══ Excerpted passage
Chef-owner Eliot Thomas of Magpie creatively mashes together culinary inspiration from the world over for flavours that are strangely familiar yet wildly exotic at the same time.

What is borderless soul food? We were at Tiong Bahru to find out. For one of the most recent openings in the area is Magpie, a culinary concept by New Zealand native and chef-owner Eliot Thomas in collaboration with Kurt Wagner, whom local epicureans know as the mastermind behind African restaurants Kate Utu and Tamba.

In Chef Eliot’s own parlance, he wants to challenge “preconceived notions of taste and culture while still being grounded by high-quality regional produce”, while offering an experience that’s “aggressively delicious and unconventionally familiar.”

“Magpie is a reflection of my life journey — the ports I’ve worked by, and countries I’ve visited. For me, food is about bold flavours, simplicity in execution, and letting the best ingredients take centre stage,” Chef Eliot declares.

The homely, cosy feel of Magpie

It’s all rather carte blanche, but the proof of the pudding is in the eating.
════
══ Data provided
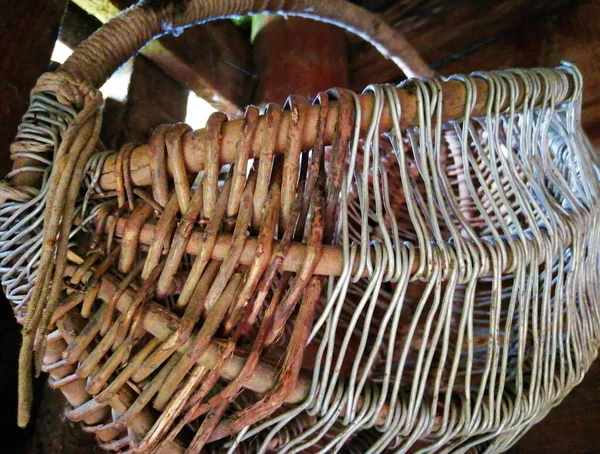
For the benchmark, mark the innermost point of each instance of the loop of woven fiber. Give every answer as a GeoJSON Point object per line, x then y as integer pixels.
════
## Objectives
• 1. In the Magpie passage, reproduce word for word the stretch from "Chef-owner Eliot Thomas of" through "the same time.".
• 2. Condense the paragraph of the Magpie passage beginning "What is borderless soul food?" into a short bulleted list that keeps its main facts.
• 3. Answer these questions from the Magpie passage:
(a) In what area did Magpie open?
(b) According to Chef Eliot, what is Magpie a reflection of?
(c) Which two African restaurants is Kurt Wagner known for?

## Answers to each task
• 1.
Chef-owner Eliot Thomas of Magpie creatively mashes together culinary inspiration from the world over for flavours that are strangely familiar yet wildly exotic at the same time.

• 2.
- The writers went to Tiong Bahru to find out what borderless soul food is.
- Magpie is one of the newest openings in the area.
- It is a culinary concept by chef-owner Eliot Thomas, a New Zealand native.
- He created it with Kurt Wagner, known to local epicureans as the mastermind behind the African restaurants Kate Utu and Tamba.

• 3.
(a) Tiong Bahru.
(b) His life journey: the ports he has worked by and the countries he has visited.
(c) Kate Utu and Tamba.